[Excerpts from location labeling data]
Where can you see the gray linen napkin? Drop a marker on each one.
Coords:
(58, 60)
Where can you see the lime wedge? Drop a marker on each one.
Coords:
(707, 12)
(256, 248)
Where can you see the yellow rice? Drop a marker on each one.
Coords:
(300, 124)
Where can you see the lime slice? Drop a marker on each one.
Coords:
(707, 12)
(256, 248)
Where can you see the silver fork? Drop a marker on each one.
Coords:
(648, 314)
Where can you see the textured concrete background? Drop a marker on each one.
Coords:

## What is being asked
Turn all of the items above into a numbered list, leaving out any blank lines.

## Solved problem
1. Where can you see the gray linen napkin? Drop a marker on each one.
2. Coords:
3. (58, 60)
4. Where can you see the lime wedge? Drop a marker on each one.
5. Coords:
6. (707, 12)
7. (256, 248)
8. Where can you see the yellow rice? Drop a marker on each one.
9. Coords:
10. (300, 124)
11. Where can you see the lime slice? Drop a marker on each one.
12. Coords:
13. (707, 12)
14. (256, 248)
15. Where can you see the silver fork? Drop a marker on each one.
16. Coords:
17. (648, 314)
18. Where can you see the textured concrete background? Drop a marker on each one.
19. Coords:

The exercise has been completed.